What the exercise asks:
Copy out all the records exactly.

— begin Data listing —

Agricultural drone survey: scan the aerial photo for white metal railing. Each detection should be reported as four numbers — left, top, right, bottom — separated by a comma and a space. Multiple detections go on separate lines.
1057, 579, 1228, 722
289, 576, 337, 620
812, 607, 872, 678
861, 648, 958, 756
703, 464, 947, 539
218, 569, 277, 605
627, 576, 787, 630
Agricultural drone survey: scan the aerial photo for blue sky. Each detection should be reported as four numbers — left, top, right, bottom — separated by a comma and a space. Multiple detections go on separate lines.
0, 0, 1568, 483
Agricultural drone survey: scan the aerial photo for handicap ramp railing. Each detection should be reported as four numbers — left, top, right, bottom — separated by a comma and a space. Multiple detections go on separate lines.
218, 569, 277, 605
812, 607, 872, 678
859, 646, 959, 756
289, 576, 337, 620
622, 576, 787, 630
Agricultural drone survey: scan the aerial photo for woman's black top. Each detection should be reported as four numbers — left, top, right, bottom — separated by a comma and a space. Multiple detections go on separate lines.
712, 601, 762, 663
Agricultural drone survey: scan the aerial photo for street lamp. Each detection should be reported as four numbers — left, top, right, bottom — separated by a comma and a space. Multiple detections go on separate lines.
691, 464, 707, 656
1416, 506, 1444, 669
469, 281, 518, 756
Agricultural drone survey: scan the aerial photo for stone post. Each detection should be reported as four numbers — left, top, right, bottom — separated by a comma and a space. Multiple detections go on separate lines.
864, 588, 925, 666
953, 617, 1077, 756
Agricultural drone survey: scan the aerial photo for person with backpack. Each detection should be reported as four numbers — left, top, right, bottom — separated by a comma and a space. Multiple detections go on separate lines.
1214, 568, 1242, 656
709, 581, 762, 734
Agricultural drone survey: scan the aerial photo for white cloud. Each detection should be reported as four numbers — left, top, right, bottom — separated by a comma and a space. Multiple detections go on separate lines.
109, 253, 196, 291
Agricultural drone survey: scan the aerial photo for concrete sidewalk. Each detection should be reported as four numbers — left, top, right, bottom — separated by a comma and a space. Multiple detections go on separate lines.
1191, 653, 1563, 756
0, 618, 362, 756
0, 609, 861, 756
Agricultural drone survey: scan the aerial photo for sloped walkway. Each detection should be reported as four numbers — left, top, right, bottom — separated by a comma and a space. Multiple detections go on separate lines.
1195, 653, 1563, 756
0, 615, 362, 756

— end Data listing —

Answer to this problem:
Agricultural drone survey: scan the aerial photo for white metal railing. Each detection should be reported as four numbers — left, top, right, bottom — separated by a comma and a space. Multiple detections go on separate lines.
1057, 579, 1228, 722
289, 576, 337, 620
812, 607, 872, 678
861, 648, 958, 756
703, 464, 947, 539
218, 569, 277, 605
627, 576, 787, 630
Agricultural drone survey: scan the aerial photo for blue sky. Each detection should be reported as four numbers — left, top, right, bottom — separated by a comma and a space. Multiple detections go on separate lines.
0, 0, 1568, 483
Agricultural drone survey: scan the aerial photo for handicap ramp railing. Each detection should be reported as four numbers — left, top, right, bottom — separated by a comma and a space. Multiple detections go on separate lines.
218, 569, 277, 605
812, 607, 872, 678
859, 646, 959, 756
289, 576, 337, 620
622, 576, 787, 630
Agricultural drone survey: scan the aerial photo for woman's black top. Each detection should be reported as four numbers — left, top, right, bottom — separated by a comma and a space. Multiple detections go on separate lines.
712, 601, 762, 663
Agricultural drone survey: scan the aerial photo for street lamp. Each detection should be reported as four numbers — left, top, right, bottom — separated by a comma and a space. Multiple detections go on separate lines.
691, 464, 707, 656
1416, 506, 1444, 669
469, 281, 518, 756
Agricultural drone survey: scan the aerial photo for stone post. Each detection should be reported as four numbers — left, top, right, bottom — separated by a comma and a space. Multiple detections go on separate lines.
864, 588, 925, 666
953, 617, 1077, 756
Agricultural drone survey: scan the aerial photo for person with backpack. Each detection should be reported as four numbers — left, top, right, bottom — separated by a comma and a space. Multiple detections go on separate lines.
1214, 568, 1242, 656
709, 581, 762, 734
Agricultural drone survey: scan the aerial photo for white cloud. Each detection should be reported as four numbers — left, top, right, bottom — separated by a comma and a space. Multiple detections go on separate lines.
109, 253, 196, 291
Agricultural drone survey: scan the aerial photo for concrete sidewalk. Each detection should be reported as four numbers — left, top, right, bottom — separated by a comma and a space. Multiple detections go on separate lines.
1191, 653, 1563, 756
0, 618, 362, 756
0, 609, 861, 756
Agricultural drone survey: scan the aerial photo for sloped walkway. Each detection should be reported as four numbers — left, top, right, bottom — separated by a comma and a space. Multiple detections go on separate lines.
1195, 653, 1563, 756
0, 615, 362, 756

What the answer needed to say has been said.